* [Exercise instructions]: Give an exact copy of every line, leaving images out.

* [Data to process]:
--------

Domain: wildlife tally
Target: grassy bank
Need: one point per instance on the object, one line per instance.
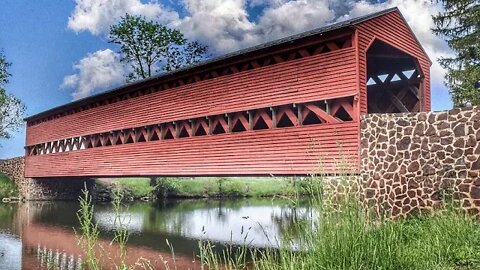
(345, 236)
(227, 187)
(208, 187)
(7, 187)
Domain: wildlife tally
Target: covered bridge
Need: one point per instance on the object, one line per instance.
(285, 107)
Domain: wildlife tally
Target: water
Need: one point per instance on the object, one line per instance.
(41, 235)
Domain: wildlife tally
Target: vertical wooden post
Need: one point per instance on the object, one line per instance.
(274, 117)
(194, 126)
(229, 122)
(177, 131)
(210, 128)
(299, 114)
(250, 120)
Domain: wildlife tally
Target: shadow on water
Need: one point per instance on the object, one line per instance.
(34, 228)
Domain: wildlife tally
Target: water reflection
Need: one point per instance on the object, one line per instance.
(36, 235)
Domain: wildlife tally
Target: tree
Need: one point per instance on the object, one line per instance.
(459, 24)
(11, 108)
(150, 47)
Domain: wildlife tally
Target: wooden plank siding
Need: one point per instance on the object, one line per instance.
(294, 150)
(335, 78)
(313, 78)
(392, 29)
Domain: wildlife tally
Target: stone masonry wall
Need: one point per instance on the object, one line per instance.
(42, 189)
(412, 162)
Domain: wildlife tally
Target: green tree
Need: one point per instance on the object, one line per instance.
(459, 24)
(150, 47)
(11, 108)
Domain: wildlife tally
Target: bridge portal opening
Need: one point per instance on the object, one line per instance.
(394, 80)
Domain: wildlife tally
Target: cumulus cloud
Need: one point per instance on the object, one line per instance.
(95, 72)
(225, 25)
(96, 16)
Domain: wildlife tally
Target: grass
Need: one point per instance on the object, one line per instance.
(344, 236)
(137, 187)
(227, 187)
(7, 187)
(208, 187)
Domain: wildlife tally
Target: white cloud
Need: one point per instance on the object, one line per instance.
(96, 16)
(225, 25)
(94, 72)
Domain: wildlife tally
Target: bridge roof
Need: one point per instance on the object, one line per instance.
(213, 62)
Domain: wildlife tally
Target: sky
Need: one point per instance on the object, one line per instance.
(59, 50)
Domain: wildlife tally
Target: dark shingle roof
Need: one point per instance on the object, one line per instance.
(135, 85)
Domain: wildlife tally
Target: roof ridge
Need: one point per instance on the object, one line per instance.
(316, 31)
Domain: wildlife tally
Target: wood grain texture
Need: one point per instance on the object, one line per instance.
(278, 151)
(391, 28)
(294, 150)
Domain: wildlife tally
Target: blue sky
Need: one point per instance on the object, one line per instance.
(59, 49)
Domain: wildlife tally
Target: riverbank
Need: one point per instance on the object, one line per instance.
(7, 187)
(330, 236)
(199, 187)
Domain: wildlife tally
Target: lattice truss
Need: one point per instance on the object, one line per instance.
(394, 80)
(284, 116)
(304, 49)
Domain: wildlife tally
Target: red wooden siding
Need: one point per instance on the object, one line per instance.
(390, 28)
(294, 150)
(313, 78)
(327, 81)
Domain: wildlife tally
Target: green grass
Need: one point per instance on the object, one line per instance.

--------

* [Correct result]:
Domain: wildlife tally
Target: grassy bank
Need: one point per instance on the object, one line per instance.
(345, 236)
(227, 187)
(208, 187)
(7, 187)
Domain: wildlife tally
Target: covered bridge
Need: one point per instance on the object, one line per instance.
(285, 107)
Domain: wildlife tally
Target: water
Need: one point per instance on the object, one line per instance.
(41, 235)
Domain: wildlife tally
Target: vertical wooden post
Need: one point per instance on the object, one line per instance.
(274, 117)
(194, 126)
(229, 122)
(177, 131)
(210, 128)
(299, 114)
(250, 120)
Domain: wildlife tally
Target: shadow on water
Need: one point per instance on the object, one line per instance.
(34, 228)
Domain: wildlife tally
Target: water reflection
Need: one point per instance on the object, one line per instance.
(36, 235)
Domain: wildlife tally
Target: tree
Need: one point per instance on the object, one line per instance.
(459, 24)
(11, 108)
(150, 47)
Domain: wildlife tally
Target: wooden plank siding
Need: one point per instance on the object, one line per instance.
(294, 150)
(335, 78)
(313, 78)
(392, 29)
Domain: wildlife tally
Target: stone masonry wall
Need: one point per instance on the object, one line per instance.
(42, 189)
(412, 162)
Domain: wildlife tally
Target: green tree
Need: one point per instance on the object, one line per instance.
(459, 24)
(150, 47)
(11, 108)
Domain: wildlife tally
Target: bridge portal opening
Need: one point per instance on the object, one line per instance.
(394, 80)
Domain: wildlife tally
Target: cumulus cloud
Need: one point per instance on the object, one line per instance.
(95, 72)
(225, 25)
(96, 16)
Domain: wildlife tally
Target: grass
Need: one point per instance on the object, one line per instance.
(344, 236)
(137, 187)
(227, 187)
(7, 187)
(208, 187)
Domain: wildlife tally
Target: white cloud
Need: one point per instance on the object, one line per instance.
(96, 16)
(225, 25)
(94, 72)
Domain: wildlife tally
Target: bridge roof
Need: one point per instance on the object, one line per instance.
(213, 62)
Domain: wildlife tally
Target: sky
Need: one point per instance on the object, one line per instance.
(59, 50)
Domain: wildlife tally
Target: dark shingle roof
Need: one point per instance on the object, one line per instance.
(135, 85)
Domain: wildlife tally
Target: roof ridge
Need: one point per instance on the object, one line per instance.
(316, 31)
Domain: wildlife tally
Target: wood grain texture
Need: one point per instance on the object, one line per instance.
(278, 151)
(391, 28)
(294, 150)
Domain: wildlife tally
Target: blue sky
Need: one point per instance on the object, one line per instance.
(59, 49)
Domain: wildlife tally
Target: riverbank
Need: one point per instance on the object, one line per instance.
(7, 187)
(330, 236)
(199, 187)
Domain: wildlife tally
Target: lattice truss
Need: one point per instance on the object, one line per instance.
(394, 80)
(284, 116)
(304, 49)
Domain: wildlife tally
Target: red wooden siding
Need: one point per instance on the object, one line per instance.
(390, 28)
(294, 150)
(313, 78)
(327, 81)
Domain: wildlife tally
Target: green grass
Need: one point per instance on the object, one line per instance.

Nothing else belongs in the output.